── EXTRACTED DATA ──

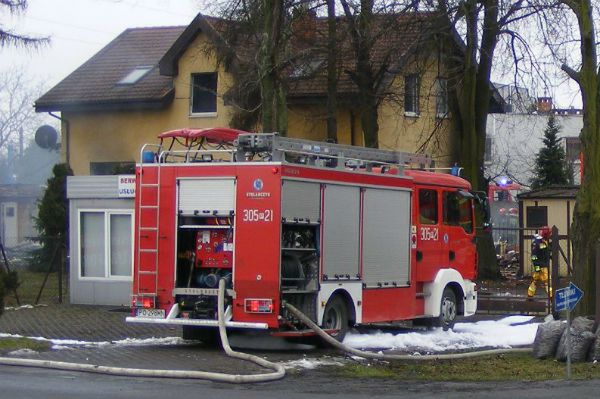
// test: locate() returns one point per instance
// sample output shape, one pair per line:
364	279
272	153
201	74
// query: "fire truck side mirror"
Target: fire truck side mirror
481	202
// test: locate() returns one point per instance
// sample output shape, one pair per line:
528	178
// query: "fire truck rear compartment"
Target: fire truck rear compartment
205	233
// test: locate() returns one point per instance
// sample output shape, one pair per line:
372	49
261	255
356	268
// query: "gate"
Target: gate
509	293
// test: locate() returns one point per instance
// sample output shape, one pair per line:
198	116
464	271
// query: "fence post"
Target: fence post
598	283
554	274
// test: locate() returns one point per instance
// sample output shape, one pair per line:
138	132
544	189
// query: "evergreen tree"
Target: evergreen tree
551	167
52	221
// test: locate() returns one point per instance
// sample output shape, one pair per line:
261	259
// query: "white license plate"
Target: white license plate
150	313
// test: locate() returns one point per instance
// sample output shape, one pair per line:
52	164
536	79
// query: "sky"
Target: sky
80	28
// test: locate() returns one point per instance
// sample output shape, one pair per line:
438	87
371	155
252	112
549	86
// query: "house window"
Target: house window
411	94
105	244
457	211
112	168
441	97
428	206
537	216
204	93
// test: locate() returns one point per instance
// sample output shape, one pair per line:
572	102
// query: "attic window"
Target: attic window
306	69
135	75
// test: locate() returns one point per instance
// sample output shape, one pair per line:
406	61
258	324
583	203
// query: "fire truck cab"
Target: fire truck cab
348	235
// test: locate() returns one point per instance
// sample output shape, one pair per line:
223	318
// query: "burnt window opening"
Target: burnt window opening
204	93
411	94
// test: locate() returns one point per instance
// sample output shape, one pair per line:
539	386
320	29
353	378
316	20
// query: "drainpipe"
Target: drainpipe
67	135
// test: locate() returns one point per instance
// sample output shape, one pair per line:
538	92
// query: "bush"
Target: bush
8	283
52	221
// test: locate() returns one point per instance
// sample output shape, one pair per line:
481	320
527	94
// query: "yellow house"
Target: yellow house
150	80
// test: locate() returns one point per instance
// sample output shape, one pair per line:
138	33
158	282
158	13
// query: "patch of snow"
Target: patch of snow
23	352
152	341
71	343
21	307
504	333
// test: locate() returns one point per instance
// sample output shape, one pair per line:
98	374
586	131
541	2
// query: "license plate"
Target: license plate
150	313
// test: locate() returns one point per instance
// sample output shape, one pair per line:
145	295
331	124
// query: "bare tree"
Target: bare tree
479	26
11	38
574	22
18	119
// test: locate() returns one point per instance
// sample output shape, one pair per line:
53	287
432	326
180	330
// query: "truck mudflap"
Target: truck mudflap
172	319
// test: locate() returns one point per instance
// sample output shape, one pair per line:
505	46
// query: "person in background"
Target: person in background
540	258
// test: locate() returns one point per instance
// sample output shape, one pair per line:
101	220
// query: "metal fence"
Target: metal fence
42	272
509	295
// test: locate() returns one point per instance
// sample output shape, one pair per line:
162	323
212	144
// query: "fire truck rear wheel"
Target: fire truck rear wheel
335	317
448	309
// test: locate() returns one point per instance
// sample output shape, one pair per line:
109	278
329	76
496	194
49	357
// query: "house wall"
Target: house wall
560	214
517	138
425	132
117	136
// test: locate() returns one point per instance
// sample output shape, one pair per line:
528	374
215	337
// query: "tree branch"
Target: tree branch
573	74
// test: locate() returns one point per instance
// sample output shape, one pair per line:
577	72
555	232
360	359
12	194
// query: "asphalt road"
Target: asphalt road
29	383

───

A verbatim copy of the entries, stripped of pictures, should be produced.

// test: locate() returns one point per instance
// sample output shape, one pair per line:
364	279
272	153
201	74
// query: "fire truck side mirror"
Target: fire truck side mirror
481	202
// test: locate() returns one point per instance
// sample output shape, one pair per line:
528	178
// query: "fire truck rear compartment"
Target: fire truck rear compartment
205	233
// test: locate() returns one point per instance
// sample output shape, one pair per line:
372	49
261	255
356	268
// query: "gate"
Target: gate
509	293
// test: locate() returns one point per instance
// sample output shape, one pair per line:
198	116
464	271
// query: "fence post"
Target: fence post
598	283
554	274
// test: locate() returns one point per instance
// sample output shape, one pair per line:
138	132
544	189
// query: "evergreen tree"
Target: evergreen tree
551	167
52	221
// test: locate() returns one point per instance
// sample output shape, one pair per line:
261	259
// query: "white license plate"
Target: white license plate
150	313
// test: locate() returns one point per instance
// sample output shape, one pair per line:
52	164
536	79
// query: "sky"
Target: sky
80	28
// test: locate() returns one point per instance
// sample output shape, one pair per line:
438	87
371	155
252	112
549	86
// query: "house window"
Target: house window
411	94
105	244
457	211
112	168
441	97
428	206
537	216
204	93
// test: locate() returns one point per instance
// sample output shape, one pair per line:
572	102
// query: "attic window"
Target: attic window
306	69
135	75
// test: locate() returns one point per instance
// sample output shape, one pair per line:
406	61
258	324
583	203
// query: "fire truck cab"
Target: fire truck cab
348	235
// test: locate() returns one point per instance
// sample output shape, one pair per line:
223	318
// query: "burnt window opening"
Target: burnt window opening
204	93
411	94
// test: locate() returns one point per instance
// sample output shape, one pair per line:
539	386
320	29
353	378
316	20
// query: "drainpipe"
Target: drainpipe
67	135
// test: locate() returns one point per instance
// sample output shape, one pair per line:
538	92
// query: "bush"
Target: bush
8	283
52	221
// test: locate() returns one point per instance
// sample output shape, one pair per line:
481	320
527	94
// query: "yellow house"
Target: yellow house
150	80
// test: locate() returns one point per instance
// sample output shape, one pair per line:
138	33
158	282
158	13
// query: "patch of snow"
Target: patch of snow
23	352
152	341
71	343
21	307
504	333
// test: locate() returns one point per instance
// sample output shape, one pair per line:
98	374
586	131
541	2
// query: "license plate"
Target: license plate
150	313
// test: locate() returns one point per instance
// sample output shape, one pair per line:
145	295
331	124
// query: "bare tree"
Target: bare tree
479	26
11	38
574	22
18	119
// test: locate() returns one point per instance
// sample output shape, one pair per line:
53	287
432	326
180	330
// query: "truck mudflap"
Target: truck mudflap
172	319
// test: locate() returns one point per instance
// sample output shape, one pair per line:
505	46
// query: "person in background"
Target: person in background
540	258
// test: locate() returns one point per instance
// sample output shape, one pair per line:
101	220
// query: "metal fence"
Target: metal fence
42	272
509	295
// test: locate() returns one point per instance
// sample output shape, one pair per line:
162	323
212	144
// query: "fire truck rear wheel"
Target: fire truck rear wheel
335	317
448	309
// test: locate() returns one point per instance
// sample output shape, one pair per line:
109	278
329	76
496	194
49	357
// query: "house wall"
Target: house wall
560	214
517	138
425	132
117	136
// test: locate() returns one point per instance
// sample output shape, one pair per line:
528	374
215	337
// query: "tree branch"
Target: tree branch
573	74
// test: locate() returns one point per instance
// sample output shape, one pair per line:
577	72
555	232
360	359
12	194
// query: "asphalt road"
Target: asphalt road
29	383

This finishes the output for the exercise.